BEGIN Text segment

ANDREW WHEELER: Neil Gaiman said at the Eisner Awards that comics are on the cusp of a Golden Age, because there's greater diversity, because there's a greater recognition of the history of the form, because there are more women both reading and creating comics than before, because comics is being taken more seriously as an art and a form of entertainment, and because there are simply more adult and intelligent books available in a collected form. These were his pointers. These are the things he wanted the industry to achieve. But, as readers, do we feel we're on the cusp of, or in the midst of, the best of times?

ALASDAIR WATSON: No. I'm bored. I cannot find much to excite me about comics. The creators I have liked over the decade or so that I've been reading comics are - I don't want to say they're doing the same old thing, because that's not entirely fair to them, but when I got into comics ten years ago, there were creators who made me go, "Fucking hell, that's so bloody cool". I haven't had that feeling from a comic in so bloody long. I've had feelings of, "That's really good, I really enjoyed that", admiration and respect for the craft and all the rest of it, but I've not had that sense of, "Fuck me, that's clever".

ANTONY JOHNSTON: Isn't the greater worry that it's the same creators as well? Your favourite creators now are the same ones you had ten years ago when you first started reading comics. I presume you're talking about people like Ennis, Morrison, Ellis.

WHEELER: I think it's true of writers. The writers I'm reading now are the same favourite writers I've been reading for... probably not ten years, but for the past five years at least. But the artists are new. The artists that excite me are new. That turns around.

END Text segment

### Given task A
In the rows below, start at the line that contains "Where can the blurred" and end after the line that contains "point(546, 216)". Write those lines as a JSON list of strings, one per line, leaving out blank lines.

BEGIN Exercise data

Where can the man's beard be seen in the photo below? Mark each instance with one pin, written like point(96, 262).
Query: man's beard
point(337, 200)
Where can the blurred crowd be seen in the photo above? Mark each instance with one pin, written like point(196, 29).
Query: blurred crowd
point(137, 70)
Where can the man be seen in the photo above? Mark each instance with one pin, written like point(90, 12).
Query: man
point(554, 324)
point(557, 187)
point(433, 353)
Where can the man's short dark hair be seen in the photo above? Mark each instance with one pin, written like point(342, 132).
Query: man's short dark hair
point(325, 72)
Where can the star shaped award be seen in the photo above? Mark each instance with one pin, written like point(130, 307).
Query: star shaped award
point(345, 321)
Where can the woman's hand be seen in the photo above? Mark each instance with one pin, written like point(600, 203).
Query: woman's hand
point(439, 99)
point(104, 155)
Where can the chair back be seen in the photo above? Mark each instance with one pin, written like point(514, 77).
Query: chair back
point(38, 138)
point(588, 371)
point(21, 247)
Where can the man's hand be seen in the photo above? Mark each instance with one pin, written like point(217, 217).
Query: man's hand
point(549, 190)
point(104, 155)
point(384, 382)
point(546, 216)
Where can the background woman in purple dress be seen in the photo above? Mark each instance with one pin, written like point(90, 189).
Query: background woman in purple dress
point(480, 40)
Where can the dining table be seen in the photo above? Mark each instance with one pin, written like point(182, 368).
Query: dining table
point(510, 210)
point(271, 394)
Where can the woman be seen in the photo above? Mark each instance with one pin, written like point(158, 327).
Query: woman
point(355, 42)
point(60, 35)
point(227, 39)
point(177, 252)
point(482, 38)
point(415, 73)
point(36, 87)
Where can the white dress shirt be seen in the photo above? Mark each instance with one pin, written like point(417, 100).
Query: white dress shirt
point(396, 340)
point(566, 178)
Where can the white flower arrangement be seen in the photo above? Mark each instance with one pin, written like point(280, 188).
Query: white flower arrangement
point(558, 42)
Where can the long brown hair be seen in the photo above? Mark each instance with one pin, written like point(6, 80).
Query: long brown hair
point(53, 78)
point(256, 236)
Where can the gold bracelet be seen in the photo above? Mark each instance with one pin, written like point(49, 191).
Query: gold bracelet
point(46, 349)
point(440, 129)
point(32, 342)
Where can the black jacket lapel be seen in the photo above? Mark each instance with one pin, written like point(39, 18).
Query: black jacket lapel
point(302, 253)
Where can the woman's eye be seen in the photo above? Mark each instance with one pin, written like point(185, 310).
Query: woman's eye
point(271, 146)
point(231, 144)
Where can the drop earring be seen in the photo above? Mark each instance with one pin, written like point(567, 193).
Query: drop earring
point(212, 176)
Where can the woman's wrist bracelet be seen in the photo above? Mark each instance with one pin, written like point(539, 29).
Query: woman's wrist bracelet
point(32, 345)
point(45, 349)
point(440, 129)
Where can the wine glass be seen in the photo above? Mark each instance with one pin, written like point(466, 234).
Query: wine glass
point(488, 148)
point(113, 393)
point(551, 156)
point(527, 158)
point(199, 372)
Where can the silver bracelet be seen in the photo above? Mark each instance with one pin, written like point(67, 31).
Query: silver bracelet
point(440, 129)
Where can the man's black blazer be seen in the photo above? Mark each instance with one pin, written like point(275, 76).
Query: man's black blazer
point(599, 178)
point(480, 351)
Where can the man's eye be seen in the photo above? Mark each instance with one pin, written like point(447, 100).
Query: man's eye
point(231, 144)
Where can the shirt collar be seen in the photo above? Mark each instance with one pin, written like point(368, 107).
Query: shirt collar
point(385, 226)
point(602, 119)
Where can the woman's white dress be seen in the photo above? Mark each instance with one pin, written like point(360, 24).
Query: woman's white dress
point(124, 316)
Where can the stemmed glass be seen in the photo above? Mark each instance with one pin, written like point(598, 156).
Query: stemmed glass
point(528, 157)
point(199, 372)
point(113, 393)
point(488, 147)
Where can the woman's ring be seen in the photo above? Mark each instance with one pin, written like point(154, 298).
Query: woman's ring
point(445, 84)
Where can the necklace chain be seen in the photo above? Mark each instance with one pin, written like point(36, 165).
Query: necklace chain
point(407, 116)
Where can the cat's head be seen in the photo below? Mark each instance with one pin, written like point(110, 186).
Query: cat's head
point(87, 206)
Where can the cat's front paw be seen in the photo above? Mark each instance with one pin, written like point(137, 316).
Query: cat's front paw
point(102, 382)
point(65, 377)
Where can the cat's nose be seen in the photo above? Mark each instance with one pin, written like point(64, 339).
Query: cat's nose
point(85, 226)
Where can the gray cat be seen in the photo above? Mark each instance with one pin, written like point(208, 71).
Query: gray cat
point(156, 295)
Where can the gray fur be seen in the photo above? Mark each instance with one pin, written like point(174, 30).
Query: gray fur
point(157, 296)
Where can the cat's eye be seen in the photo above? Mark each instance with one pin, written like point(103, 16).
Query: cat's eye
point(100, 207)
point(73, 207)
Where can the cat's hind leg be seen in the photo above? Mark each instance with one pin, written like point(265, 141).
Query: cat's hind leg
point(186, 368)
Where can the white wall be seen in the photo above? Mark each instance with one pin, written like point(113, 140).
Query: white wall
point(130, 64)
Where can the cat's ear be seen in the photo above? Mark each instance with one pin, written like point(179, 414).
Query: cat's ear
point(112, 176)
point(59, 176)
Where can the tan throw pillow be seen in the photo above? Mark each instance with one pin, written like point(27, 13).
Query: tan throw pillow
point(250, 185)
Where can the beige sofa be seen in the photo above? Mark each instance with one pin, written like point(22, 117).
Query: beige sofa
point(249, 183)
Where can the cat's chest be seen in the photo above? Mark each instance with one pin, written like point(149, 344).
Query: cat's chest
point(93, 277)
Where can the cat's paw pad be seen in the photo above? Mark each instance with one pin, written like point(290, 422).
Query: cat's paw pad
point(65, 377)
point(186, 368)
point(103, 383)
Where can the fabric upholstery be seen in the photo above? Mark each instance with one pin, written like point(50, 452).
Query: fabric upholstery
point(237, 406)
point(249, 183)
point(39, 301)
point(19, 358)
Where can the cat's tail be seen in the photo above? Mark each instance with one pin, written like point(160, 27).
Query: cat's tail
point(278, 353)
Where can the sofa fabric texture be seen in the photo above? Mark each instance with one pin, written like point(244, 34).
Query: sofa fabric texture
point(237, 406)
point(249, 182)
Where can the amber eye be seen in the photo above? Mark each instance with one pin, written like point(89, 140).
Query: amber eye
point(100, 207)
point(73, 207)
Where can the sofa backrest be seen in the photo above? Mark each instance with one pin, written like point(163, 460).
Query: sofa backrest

END Exercise data

### Given task B
Answer these questions about the comics discussion:
(i) Where did Neil Gaiman say that comics are on the cusp of a Golden Age?
(ii) Which creators does Antony Johnston presume Alasdair Watson is talking about?
(iii) According to Wheeler, are the artists or the writers who excite him new?

### Correct result A
[
  "Where can the blurred crowd be seen in the photo above? Mark each instance with one pin, written like point(196, 29).",
  "Query: blurred crowd",
  "point(137, 70)",
  "Where can the man be seen in the photo above? Mark each instance with one pin, written like point(90, 12).",
  "Query: man",
  "point(554, 324)",
  "point(557, 187)",
  "point(433, 353)",
  "Where can the man's short dark hair be seen in the photo above? Mark each instance with one pin, written like point(342, 132).",
  "Query: man's short dark hair",
  "point(325, 72)",
  "Where can the star shaped award be seen in the photo above? Mark each instance with one pin, written like point(130, 307).",
  "Query: star shaped award",
  "point(345, 321)",
  "Where can the woman's hand be seen in the photo above? Mark each instance with one pin, written like point(600, 203).",
  "Query: woman's hand",
  "point(439, 99)",
  "point(104, 155)",
  "Where can the chair back be seen in the photo above? Mark each instance with one pin, written like point(514, 77).",
  "Query: chair back",
  "point(38, 138)",
  "point(588, 371)",
  "point(21, 247)",
  "Where can the man's hand be seen in the photo above? Mark each instance with one pin, written like point(217, 217).",
  "Query: man's hand",
  "point(549, 190)",
  "point(104, 155)",
  "point(384, 382)",
  "point(546, 216)"
]

### Correct result B
(i) At the Eisner Awards.
(ii) Ennis, Morrison and Ellis.
(iii) The artists.